• _What is being asked_
If a line in the entries contains the word "cartoon", list it.

......

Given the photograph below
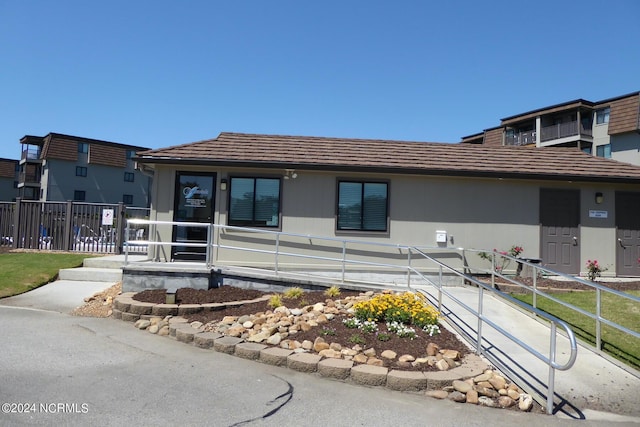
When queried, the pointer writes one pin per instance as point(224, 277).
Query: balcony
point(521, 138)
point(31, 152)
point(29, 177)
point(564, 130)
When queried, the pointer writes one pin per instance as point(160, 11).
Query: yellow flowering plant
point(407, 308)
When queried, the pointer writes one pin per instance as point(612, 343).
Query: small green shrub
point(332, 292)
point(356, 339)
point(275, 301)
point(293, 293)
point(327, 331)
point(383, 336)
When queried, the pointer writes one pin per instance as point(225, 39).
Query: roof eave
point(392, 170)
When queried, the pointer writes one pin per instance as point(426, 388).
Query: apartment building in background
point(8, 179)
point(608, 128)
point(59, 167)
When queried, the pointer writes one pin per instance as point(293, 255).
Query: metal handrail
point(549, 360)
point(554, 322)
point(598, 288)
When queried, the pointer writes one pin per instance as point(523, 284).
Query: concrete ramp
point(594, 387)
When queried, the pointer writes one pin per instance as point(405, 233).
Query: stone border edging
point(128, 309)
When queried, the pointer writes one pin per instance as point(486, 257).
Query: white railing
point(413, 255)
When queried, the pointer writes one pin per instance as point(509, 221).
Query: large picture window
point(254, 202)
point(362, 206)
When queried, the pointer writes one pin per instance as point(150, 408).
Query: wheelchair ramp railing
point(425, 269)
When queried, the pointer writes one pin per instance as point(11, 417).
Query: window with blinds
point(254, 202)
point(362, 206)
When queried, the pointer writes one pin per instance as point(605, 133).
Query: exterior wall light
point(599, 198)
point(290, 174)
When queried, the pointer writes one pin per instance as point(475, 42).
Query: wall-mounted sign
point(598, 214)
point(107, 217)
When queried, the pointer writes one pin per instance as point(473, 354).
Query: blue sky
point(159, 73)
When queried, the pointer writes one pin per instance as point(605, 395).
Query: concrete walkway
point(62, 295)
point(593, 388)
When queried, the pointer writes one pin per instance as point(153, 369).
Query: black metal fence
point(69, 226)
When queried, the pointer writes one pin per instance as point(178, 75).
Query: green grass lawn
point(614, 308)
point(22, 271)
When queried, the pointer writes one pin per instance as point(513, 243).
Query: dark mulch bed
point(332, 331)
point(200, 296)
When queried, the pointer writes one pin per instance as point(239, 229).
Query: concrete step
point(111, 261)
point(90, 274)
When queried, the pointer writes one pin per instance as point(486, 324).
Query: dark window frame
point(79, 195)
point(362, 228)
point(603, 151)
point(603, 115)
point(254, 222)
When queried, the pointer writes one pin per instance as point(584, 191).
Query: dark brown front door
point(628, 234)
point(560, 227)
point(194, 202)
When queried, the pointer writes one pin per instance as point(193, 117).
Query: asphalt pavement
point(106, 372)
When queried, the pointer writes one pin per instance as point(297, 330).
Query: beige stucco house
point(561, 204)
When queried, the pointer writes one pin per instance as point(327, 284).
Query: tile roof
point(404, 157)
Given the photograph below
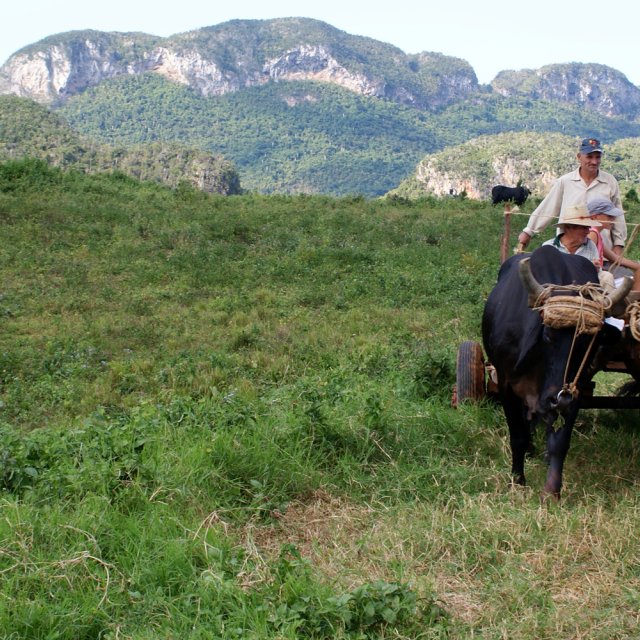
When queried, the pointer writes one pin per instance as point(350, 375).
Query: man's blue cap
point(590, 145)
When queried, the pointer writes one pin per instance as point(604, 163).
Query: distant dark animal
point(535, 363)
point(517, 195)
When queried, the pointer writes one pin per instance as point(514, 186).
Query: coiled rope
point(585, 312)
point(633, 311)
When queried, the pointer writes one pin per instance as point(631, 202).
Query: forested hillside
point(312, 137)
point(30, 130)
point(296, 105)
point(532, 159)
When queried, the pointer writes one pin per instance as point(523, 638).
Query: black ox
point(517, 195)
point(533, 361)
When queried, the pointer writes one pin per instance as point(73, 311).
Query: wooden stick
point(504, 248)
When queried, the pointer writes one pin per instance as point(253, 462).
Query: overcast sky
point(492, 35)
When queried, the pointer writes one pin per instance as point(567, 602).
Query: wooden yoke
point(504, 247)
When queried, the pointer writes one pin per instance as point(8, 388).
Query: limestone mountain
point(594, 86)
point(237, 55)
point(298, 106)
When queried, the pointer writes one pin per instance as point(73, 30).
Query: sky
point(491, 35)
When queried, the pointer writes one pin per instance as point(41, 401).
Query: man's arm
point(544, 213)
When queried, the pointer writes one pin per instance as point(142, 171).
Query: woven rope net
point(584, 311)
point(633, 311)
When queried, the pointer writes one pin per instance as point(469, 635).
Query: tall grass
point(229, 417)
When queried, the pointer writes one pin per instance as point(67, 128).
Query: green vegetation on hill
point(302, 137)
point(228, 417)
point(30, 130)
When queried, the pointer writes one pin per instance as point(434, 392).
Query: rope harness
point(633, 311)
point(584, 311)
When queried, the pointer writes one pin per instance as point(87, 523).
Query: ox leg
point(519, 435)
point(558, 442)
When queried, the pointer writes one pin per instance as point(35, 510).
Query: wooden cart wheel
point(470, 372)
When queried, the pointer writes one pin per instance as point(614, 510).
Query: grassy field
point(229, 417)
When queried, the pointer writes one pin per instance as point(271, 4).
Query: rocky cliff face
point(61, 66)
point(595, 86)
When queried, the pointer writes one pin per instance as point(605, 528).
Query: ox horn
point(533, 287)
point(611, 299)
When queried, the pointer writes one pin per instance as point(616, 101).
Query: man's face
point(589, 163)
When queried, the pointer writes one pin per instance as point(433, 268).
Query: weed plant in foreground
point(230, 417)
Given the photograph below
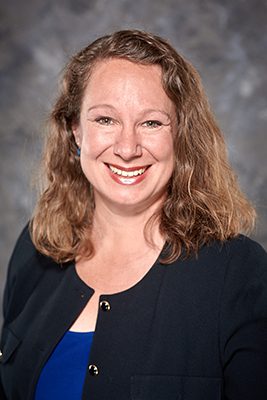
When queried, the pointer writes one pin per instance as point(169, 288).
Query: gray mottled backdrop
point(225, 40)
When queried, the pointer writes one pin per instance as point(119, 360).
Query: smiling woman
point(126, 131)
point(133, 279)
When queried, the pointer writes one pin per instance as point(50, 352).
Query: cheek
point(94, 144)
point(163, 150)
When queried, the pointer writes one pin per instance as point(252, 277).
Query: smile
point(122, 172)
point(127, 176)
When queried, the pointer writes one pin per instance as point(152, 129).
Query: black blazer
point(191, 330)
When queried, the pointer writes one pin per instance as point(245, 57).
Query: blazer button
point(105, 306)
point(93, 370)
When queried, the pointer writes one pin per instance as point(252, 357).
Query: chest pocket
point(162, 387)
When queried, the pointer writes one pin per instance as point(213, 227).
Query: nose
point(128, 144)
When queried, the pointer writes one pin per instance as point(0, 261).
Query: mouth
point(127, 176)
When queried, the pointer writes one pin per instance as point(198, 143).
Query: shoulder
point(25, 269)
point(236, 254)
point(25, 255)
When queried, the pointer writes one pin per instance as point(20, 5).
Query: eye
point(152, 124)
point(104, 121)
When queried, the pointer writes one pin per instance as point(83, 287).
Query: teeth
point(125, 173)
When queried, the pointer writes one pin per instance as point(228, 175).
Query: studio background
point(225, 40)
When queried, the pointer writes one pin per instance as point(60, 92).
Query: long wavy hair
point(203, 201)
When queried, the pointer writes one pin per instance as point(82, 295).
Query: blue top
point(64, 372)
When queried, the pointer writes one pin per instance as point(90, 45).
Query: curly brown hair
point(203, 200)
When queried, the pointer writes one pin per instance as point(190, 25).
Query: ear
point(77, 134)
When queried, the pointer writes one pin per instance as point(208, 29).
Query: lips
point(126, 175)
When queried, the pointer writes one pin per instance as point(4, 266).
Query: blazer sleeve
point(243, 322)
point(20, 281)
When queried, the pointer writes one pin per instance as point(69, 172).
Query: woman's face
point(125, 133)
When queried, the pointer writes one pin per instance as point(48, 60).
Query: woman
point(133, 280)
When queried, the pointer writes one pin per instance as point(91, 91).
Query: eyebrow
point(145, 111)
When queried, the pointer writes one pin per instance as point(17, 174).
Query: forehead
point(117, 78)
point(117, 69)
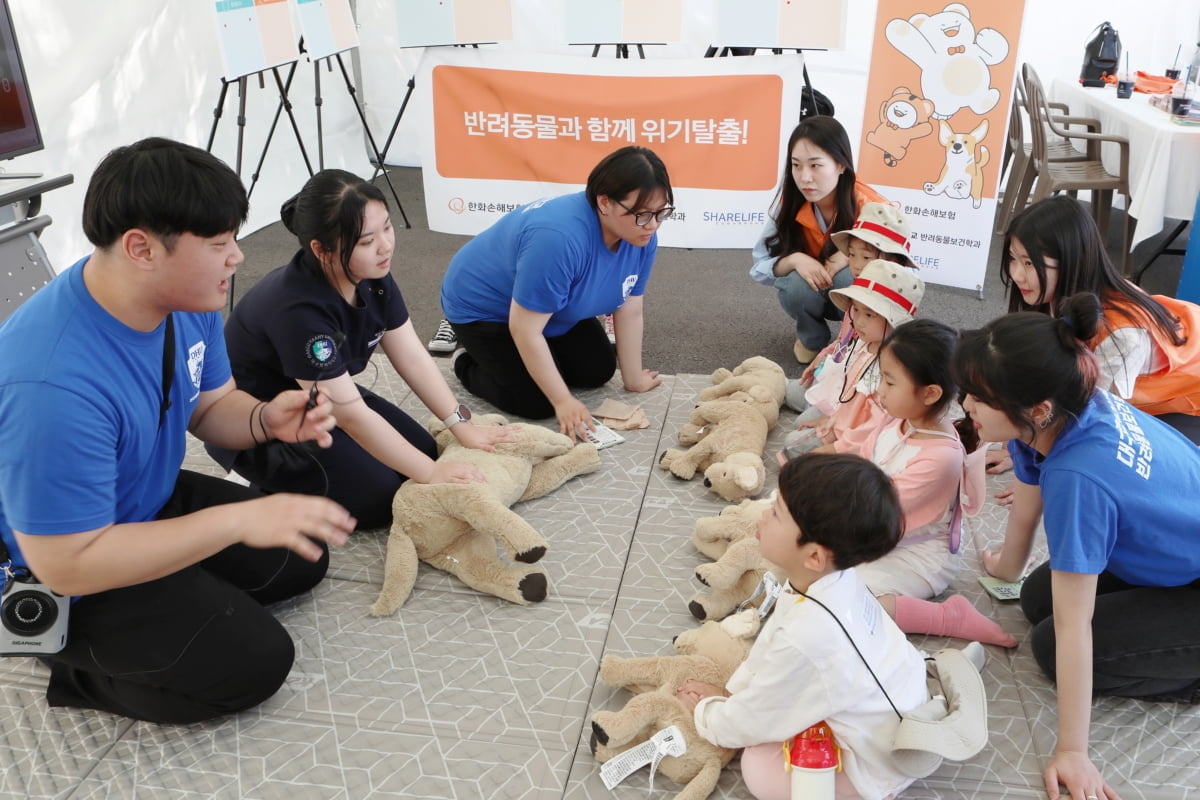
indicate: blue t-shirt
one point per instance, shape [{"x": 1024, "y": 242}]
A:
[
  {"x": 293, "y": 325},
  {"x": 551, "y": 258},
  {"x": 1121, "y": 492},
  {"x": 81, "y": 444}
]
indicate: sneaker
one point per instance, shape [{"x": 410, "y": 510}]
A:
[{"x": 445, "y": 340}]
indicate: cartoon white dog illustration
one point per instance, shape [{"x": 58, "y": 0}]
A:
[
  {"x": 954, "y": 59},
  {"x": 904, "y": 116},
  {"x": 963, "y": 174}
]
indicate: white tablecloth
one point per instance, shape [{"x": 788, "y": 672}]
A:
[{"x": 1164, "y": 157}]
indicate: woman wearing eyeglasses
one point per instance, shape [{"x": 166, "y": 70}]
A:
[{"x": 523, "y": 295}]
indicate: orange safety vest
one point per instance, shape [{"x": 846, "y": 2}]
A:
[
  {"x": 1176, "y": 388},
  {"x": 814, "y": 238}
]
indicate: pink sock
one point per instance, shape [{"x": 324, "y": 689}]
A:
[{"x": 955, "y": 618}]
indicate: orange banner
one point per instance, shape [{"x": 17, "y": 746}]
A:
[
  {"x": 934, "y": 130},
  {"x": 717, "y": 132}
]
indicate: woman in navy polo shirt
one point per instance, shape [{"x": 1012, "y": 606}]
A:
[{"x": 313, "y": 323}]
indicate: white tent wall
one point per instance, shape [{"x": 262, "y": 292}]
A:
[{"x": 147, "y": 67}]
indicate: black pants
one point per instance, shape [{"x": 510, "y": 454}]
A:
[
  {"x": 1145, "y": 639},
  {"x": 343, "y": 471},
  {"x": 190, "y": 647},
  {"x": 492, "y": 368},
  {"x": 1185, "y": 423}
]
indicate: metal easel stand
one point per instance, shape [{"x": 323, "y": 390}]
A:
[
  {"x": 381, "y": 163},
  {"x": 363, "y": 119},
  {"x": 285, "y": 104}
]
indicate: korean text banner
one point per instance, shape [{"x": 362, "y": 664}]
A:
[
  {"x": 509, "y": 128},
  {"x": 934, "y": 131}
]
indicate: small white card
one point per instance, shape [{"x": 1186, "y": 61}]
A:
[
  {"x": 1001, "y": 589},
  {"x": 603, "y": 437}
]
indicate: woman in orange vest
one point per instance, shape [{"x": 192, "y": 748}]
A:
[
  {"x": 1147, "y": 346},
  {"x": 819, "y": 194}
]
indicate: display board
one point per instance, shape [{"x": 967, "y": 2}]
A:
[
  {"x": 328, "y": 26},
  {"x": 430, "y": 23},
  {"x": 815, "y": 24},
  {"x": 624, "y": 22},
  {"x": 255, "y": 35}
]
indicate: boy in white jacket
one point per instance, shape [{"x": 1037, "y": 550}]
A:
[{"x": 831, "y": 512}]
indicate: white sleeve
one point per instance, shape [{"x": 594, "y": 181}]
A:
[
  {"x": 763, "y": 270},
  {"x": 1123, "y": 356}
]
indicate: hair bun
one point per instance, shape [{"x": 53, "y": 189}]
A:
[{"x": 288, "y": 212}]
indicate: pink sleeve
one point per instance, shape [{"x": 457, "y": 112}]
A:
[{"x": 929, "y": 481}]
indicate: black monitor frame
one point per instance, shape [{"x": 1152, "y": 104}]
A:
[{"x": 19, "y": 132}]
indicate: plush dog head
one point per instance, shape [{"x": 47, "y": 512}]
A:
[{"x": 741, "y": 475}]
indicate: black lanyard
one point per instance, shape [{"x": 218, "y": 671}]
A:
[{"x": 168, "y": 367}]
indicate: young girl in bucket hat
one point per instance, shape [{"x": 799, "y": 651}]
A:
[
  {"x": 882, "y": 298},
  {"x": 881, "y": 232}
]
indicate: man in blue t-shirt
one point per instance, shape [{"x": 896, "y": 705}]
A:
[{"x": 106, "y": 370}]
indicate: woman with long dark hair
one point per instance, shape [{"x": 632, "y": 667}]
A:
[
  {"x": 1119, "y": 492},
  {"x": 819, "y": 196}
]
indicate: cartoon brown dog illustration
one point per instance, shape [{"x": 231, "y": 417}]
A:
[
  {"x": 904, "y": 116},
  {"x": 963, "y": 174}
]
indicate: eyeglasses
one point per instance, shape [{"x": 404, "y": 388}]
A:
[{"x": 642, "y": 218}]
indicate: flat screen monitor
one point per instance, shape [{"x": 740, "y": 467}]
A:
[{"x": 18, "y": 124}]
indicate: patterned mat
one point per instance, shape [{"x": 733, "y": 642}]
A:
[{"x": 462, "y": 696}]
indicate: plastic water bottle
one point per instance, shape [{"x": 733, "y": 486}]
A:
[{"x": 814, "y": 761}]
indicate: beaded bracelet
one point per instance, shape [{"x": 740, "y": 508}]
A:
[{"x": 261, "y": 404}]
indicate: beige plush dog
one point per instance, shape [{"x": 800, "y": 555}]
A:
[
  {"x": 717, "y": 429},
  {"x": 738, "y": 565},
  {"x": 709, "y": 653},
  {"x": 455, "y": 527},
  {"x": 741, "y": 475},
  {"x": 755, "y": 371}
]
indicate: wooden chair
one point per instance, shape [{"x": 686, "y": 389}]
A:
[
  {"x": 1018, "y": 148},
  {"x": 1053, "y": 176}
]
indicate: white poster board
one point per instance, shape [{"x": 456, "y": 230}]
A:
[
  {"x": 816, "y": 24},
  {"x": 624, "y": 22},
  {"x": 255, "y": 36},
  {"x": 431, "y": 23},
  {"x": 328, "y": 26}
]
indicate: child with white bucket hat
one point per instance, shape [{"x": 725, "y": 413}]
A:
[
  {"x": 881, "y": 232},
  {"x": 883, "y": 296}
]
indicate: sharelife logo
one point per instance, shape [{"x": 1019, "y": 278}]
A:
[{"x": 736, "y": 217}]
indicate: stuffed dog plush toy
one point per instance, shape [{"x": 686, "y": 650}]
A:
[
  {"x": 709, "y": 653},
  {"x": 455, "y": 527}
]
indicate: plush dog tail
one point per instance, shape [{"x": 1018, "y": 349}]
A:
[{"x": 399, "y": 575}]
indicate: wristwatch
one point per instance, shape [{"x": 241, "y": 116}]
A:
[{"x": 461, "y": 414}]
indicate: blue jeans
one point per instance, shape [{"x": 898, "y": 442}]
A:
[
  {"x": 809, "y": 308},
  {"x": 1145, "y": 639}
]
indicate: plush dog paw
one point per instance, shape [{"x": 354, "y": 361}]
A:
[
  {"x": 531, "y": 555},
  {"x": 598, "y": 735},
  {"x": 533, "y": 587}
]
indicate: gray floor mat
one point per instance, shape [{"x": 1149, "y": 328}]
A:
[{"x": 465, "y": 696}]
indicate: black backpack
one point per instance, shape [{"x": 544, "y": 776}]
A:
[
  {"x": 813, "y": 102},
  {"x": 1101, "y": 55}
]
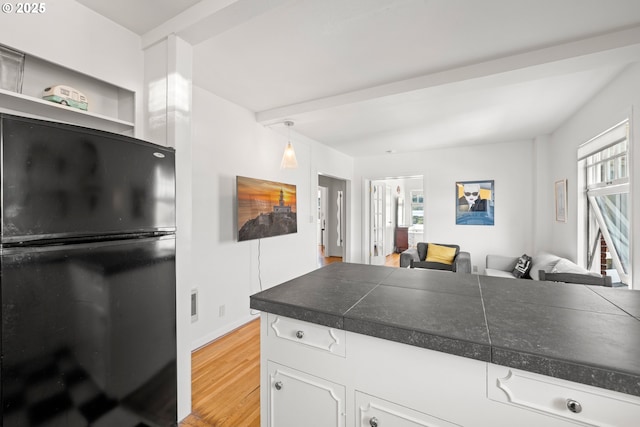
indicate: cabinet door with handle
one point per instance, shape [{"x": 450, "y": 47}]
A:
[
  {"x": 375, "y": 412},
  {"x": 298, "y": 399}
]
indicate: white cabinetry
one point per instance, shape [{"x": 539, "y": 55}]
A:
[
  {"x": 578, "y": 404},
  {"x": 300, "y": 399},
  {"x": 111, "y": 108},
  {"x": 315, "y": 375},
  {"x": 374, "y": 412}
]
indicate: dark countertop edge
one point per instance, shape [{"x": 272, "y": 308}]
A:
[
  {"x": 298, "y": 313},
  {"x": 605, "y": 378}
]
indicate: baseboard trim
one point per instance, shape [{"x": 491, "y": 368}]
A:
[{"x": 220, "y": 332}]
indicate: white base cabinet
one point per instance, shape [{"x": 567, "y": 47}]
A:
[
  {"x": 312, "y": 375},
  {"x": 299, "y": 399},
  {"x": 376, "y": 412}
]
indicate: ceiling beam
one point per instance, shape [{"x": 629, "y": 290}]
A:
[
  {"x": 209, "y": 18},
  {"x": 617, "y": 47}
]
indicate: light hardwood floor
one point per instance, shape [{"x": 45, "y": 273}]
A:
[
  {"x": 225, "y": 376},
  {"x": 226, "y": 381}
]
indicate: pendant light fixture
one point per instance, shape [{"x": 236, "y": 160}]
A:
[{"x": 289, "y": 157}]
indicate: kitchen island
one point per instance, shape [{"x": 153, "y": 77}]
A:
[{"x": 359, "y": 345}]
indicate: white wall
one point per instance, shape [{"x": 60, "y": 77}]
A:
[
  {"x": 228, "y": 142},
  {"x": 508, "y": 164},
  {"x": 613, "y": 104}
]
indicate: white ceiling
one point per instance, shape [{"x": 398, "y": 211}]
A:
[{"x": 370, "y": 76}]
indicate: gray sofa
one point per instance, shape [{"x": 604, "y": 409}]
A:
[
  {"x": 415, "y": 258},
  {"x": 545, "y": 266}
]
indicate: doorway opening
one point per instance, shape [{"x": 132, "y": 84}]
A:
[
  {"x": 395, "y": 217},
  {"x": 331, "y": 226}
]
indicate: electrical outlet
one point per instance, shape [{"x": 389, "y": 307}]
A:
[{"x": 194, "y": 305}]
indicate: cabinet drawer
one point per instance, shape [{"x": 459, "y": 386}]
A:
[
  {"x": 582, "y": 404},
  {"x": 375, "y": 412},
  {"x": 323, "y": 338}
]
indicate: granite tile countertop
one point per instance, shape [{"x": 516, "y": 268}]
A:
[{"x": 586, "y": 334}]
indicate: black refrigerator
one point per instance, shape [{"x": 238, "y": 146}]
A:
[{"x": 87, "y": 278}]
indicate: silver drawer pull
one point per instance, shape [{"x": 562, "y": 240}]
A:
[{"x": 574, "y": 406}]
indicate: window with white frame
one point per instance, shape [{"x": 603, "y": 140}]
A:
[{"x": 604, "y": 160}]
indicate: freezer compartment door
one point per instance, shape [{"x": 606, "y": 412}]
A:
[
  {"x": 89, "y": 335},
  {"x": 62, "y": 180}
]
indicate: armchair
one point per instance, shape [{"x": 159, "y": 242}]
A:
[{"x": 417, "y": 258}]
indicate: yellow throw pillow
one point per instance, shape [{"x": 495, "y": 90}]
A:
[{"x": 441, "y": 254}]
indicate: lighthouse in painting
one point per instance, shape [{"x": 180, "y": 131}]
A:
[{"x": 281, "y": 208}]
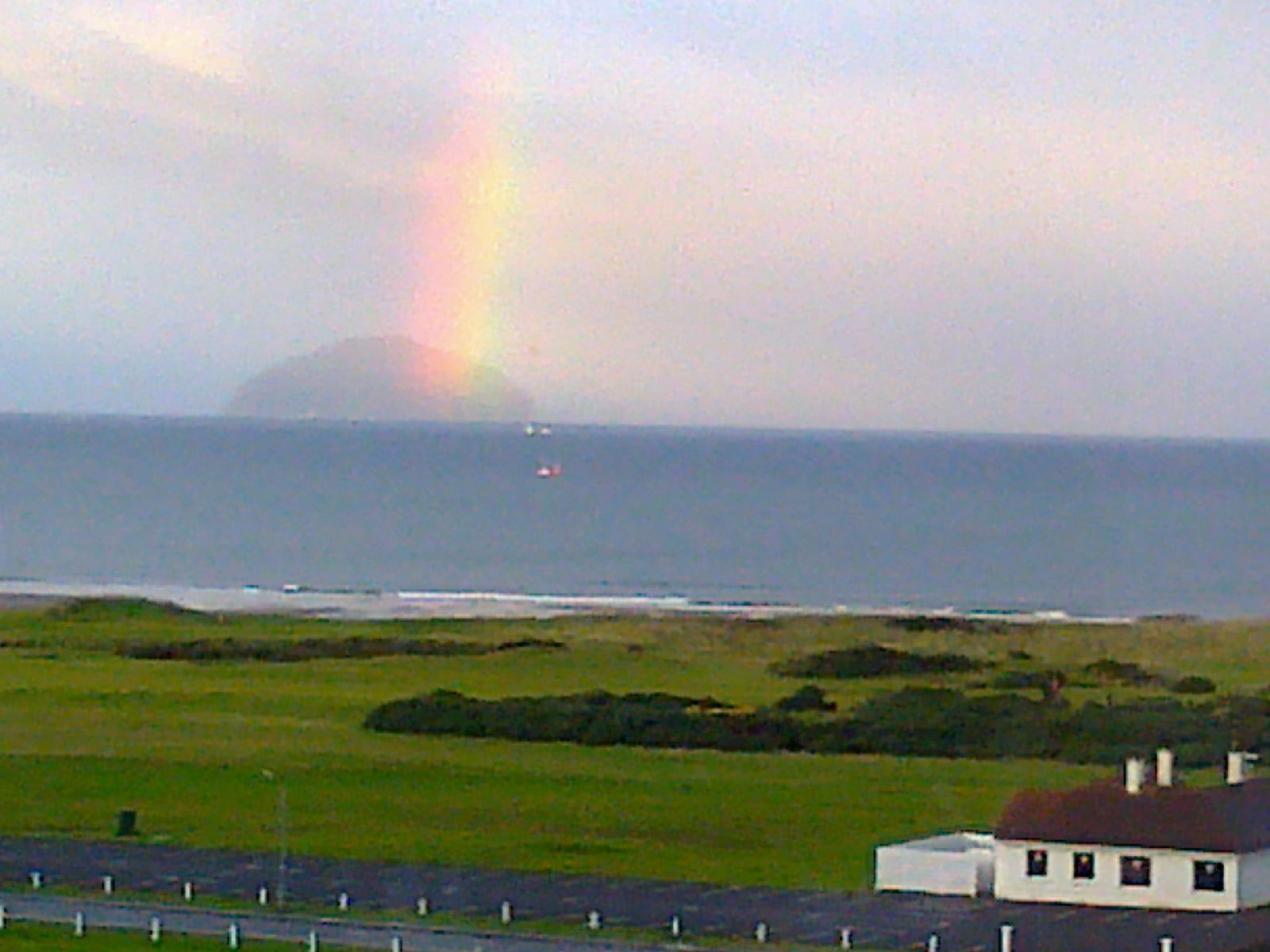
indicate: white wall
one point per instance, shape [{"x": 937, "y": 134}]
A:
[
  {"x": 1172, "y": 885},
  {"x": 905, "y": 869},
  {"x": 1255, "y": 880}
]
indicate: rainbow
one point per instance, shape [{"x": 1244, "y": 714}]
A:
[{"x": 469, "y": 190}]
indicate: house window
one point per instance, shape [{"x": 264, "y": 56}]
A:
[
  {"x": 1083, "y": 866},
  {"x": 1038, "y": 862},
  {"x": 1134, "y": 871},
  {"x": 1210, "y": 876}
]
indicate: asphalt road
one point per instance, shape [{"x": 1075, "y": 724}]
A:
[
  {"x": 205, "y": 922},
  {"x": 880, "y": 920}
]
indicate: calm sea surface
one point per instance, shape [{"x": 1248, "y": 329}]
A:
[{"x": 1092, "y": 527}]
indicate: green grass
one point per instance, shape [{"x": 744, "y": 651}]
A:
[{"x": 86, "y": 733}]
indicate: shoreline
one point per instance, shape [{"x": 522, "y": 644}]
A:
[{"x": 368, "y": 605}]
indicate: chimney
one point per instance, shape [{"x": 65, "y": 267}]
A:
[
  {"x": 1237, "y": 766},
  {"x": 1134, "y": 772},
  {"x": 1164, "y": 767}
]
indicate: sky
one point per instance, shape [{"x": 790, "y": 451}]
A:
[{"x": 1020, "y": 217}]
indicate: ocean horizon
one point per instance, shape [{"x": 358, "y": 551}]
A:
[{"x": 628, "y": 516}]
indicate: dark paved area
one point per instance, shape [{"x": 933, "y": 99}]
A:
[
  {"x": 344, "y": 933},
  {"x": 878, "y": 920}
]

......

• _Exercise result_
indicate: cartoon white dog illustration
indicate: cartoon brown dog illustration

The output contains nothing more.